Filter the entries below and copy out every line that holds the word "shallow".

** START OF SOURCE MATERIAL **

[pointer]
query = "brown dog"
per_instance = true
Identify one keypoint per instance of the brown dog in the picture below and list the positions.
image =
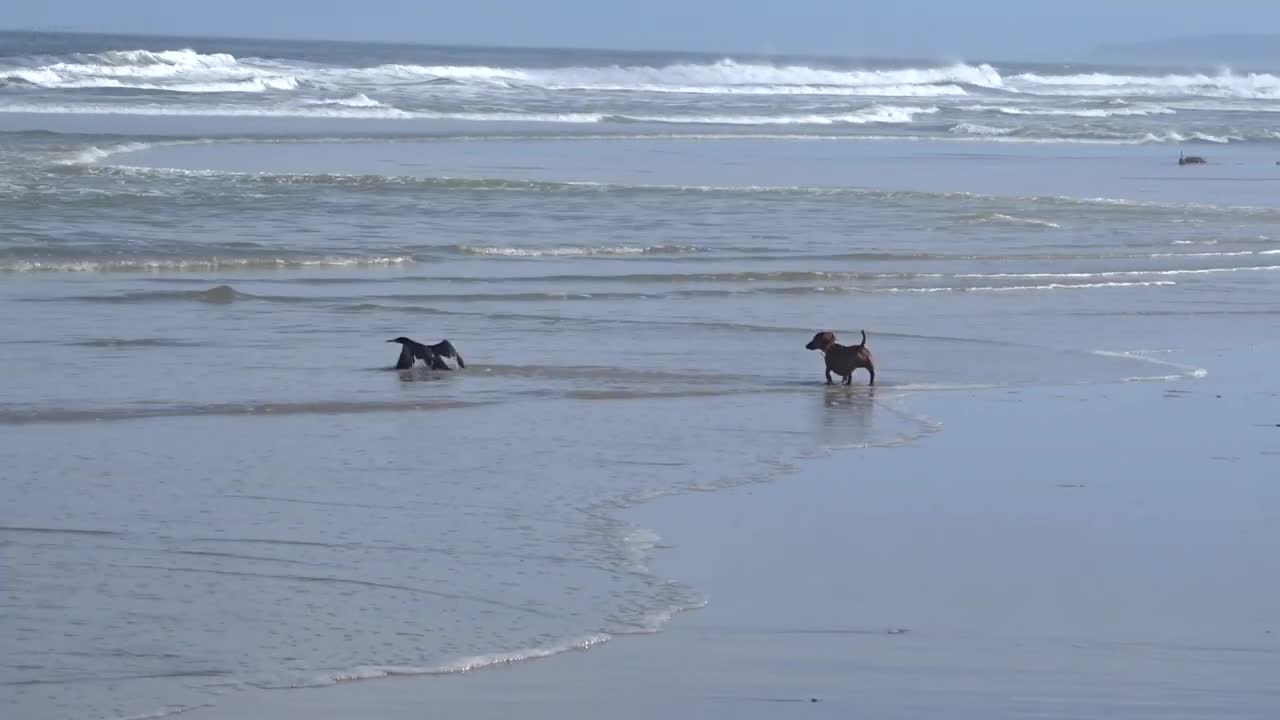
(842, 359)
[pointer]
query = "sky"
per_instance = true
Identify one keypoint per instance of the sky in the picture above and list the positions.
(1034, 30)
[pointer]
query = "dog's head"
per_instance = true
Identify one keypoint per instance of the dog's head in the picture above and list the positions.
(822, 341)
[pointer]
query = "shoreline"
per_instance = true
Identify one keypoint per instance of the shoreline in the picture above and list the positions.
(789, 624)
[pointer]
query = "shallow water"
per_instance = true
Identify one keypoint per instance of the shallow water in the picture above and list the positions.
(214, 481)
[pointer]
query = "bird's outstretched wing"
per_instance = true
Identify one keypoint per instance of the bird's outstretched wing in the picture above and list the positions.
(406, 359)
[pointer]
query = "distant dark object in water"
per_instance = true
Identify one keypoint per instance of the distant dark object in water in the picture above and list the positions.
(432, 355)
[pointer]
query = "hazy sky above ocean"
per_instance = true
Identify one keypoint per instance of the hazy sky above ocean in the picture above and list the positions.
(915, 28)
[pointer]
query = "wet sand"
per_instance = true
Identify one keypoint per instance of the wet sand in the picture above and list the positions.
(1056, 552)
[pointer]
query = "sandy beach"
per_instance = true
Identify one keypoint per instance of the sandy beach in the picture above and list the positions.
(1060, 552)
(220, 500)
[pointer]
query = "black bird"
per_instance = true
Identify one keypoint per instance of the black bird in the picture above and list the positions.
(432, 355)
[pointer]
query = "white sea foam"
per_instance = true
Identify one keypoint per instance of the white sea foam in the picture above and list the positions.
(95, 154)
(456, 666)
(357, 100)
(981, 130)
(1115, 273)
(575, 251)
(1121, 110)
(192, 264)
(1024, 287)
(1253, 86)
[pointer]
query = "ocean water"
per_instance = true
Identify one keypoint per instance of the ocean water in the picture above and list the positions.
(213, 479)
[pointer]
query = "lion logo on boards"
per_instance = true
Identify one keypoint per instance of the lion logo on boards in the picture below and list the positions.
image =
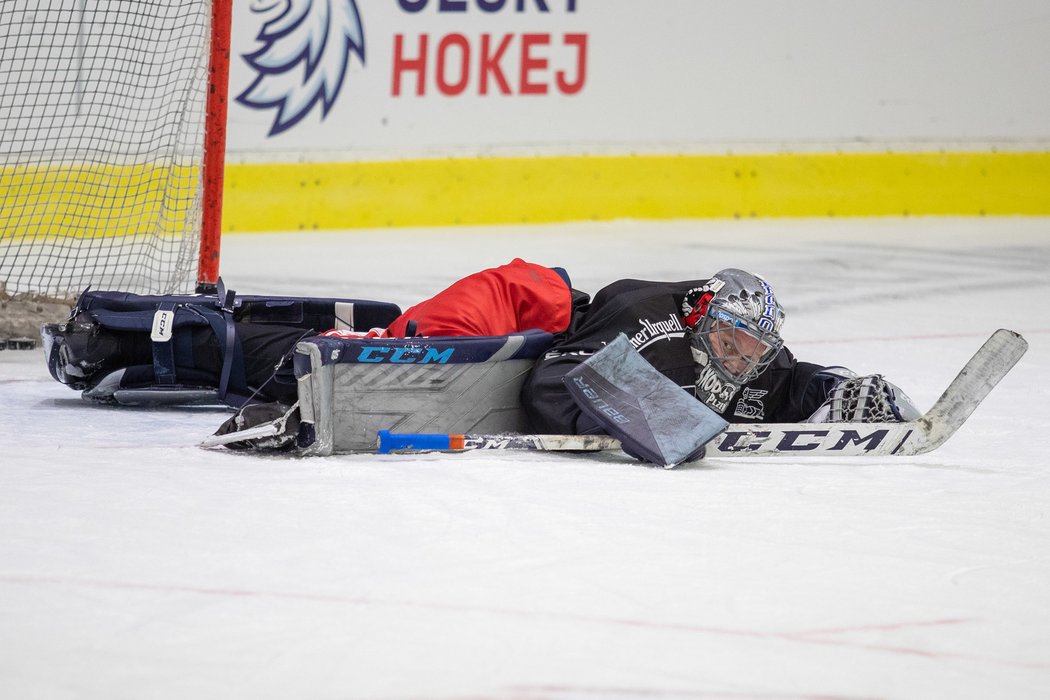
(303, 58)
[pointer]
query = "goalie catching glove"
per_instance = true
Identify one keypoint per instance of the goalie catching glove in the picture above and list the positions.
(868, 399)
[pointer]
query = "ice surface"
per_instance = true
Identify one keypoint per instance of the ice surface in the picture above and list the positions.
(135, 565)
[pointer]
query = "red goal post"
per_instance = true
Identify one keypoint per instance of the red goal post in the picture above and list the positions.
(112, 115)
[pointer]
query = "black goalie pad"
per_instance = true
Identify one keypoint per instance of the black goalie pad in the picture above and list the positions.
(219, 348)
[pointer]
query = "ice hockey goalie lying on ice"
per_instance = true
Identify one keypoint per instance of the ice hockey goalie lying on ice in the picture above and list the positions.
(718, 338)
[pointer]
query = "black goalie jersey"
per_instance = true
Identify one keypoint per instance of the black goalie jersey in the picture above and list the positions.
(650, 315)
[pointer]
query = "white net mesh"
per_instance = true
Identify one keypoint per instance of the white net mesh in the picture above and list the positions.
(102, 109)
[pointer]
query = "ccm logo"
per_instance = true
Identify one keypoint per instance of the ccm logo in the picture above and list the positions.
(801, 441)
(405, 355)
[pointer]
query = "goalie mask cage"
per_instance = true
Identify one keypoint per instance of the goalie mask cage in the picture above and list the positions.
(112, 130)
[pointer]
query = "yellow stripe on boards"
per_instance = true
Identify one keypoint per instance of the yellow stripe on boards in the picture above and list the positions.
(89, 200)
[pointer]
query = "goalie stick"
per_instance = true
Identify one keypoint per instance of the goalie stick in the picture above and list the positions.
(975, 380)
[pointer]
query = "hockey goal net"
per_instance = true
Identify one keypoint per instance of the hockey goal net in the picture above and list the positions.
(109, 146)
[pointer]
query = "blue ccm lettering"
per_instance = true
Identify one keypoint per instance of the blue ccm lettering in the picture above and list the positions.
(484, 5)
(405, 355)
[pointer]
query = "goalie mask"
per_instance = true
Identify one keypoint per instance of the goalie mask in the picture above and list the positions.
(734, 322)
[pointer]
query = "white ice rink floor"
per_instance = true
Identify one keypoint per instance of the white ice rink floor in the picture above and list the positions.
(134, 565)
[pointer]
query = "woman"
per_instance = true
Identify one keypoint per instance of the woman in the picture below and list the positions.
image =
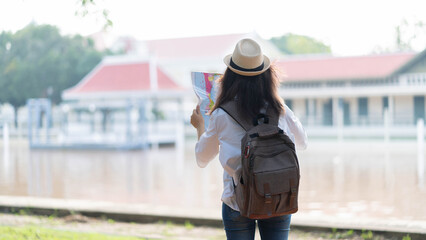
(252, 82)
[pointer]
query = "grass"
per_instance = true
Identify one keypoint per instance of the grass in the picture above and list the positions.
(35, 233)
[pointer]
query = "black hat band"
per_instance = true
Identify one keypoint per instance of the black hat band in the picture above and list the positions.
(232, 64)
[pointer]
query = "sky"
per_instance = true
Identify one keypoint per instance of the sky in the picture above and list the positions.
(350, 27)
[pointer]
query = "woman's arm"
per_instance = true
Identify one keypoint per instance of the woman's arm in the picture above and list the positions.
(295, 126)
(207, 146)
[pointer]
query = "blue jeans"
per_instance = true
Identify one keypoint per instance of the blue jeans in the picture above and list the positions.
(242, 228)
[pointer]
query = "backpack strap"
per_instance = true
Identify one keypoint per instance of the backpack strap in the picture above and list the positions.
(231, 109)
(273, 116)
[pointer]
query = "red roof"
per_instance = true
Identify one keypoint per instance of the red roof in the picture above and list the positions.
(193, 47)
(122, 77)
(333, 68)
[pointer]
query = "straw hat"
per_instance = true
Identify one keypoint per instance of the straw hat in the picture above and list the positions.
(247, 59)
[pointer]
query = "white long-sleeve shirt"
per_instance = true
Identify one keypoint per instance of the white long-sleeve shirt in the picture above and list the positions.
(225, 134)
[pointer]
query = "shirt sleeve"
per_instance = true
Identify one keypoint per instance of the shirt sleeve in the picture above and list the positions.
(207, 146)
(296, 128)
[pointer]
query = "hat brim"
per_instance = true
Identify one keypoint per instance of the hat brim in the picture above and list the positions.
(266, 65)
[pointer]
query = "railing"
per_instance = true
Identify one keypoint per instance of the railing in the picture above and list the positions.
(409, 79)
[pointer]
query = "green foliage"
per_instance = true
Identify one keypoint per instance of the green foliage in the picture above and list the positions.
(89, 7)
(38, 62)
(49, 234)
(189, 225)
(367, 235)
(298, 44)
(410, 33)
(407, 237)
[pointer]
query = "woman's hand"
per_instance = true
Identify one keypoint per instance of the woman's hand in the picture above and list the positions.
(197, 121)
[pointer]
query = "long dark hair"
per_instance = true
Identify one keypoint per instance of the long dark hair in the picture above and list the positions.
(250, 92)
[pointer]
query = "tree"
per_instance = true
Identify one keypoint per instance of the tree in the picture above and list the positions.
(298, 44)
(89, 7)
(410, 35)
(38, 62)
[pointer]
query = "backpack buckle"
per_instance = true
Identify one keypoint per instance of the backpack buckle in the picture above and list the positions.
(246, 151)
(268, 198)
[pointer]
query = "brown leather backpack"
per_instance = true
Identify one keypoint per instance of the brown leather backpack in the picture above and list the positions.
(269, 181)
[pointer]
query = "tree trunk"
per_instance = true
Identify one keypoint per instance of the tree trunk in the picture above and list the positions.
(15, 111)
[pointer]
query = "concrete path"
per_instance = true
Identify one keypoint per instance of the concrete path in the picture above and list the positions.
(212, 217)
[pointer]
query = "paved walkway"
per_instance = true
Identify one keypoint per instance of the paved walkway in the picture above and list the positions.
(212, 217)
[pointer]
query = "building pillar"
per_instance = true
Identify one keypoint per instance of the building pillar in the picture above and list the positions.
(336, 110)
(391, 108)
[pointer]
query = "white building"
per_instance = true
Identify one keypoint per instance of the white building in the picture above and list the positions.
(356, 91)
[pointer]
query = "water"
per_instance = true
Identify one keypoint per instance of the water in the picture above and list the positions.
(346, 179)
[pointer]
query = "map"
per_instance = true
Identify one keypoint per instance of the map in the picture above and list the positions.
(206, 89)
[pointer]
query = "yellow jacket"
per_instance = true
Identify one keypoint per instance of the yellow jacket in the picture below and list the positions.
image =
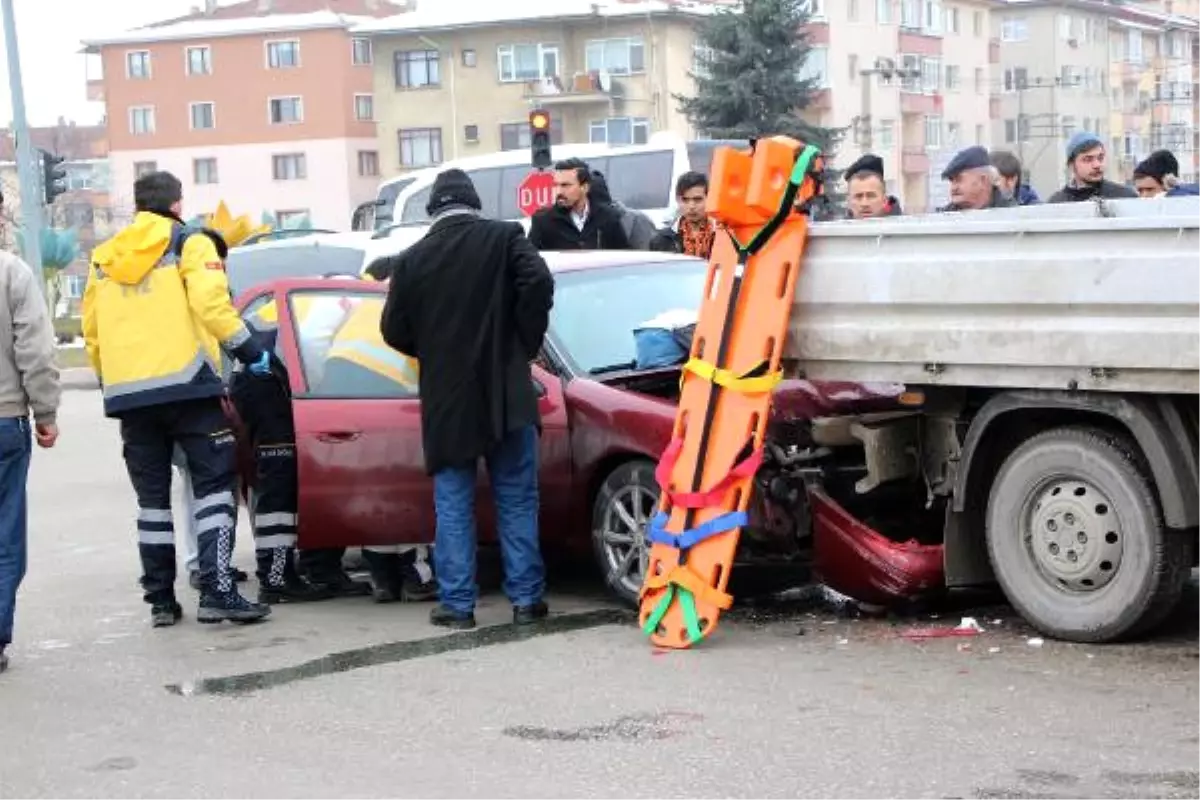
(155, 323)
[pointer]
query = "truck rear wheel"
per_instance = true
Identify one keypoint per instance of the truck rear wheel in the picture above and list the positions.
(1077, 537)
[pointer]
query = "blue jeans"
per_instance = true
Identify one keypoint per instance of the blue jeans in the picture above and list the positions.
(16, 447)
(513, 471)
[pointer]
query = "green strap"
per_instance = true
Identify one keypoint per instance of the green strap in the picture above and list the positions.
(687, 605)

** END OF SOURCE MATERIAL **

■ **REPLY**
query = "shallow water"
Identify one keypoint per instance of the shallow water in the picture above and list the positions.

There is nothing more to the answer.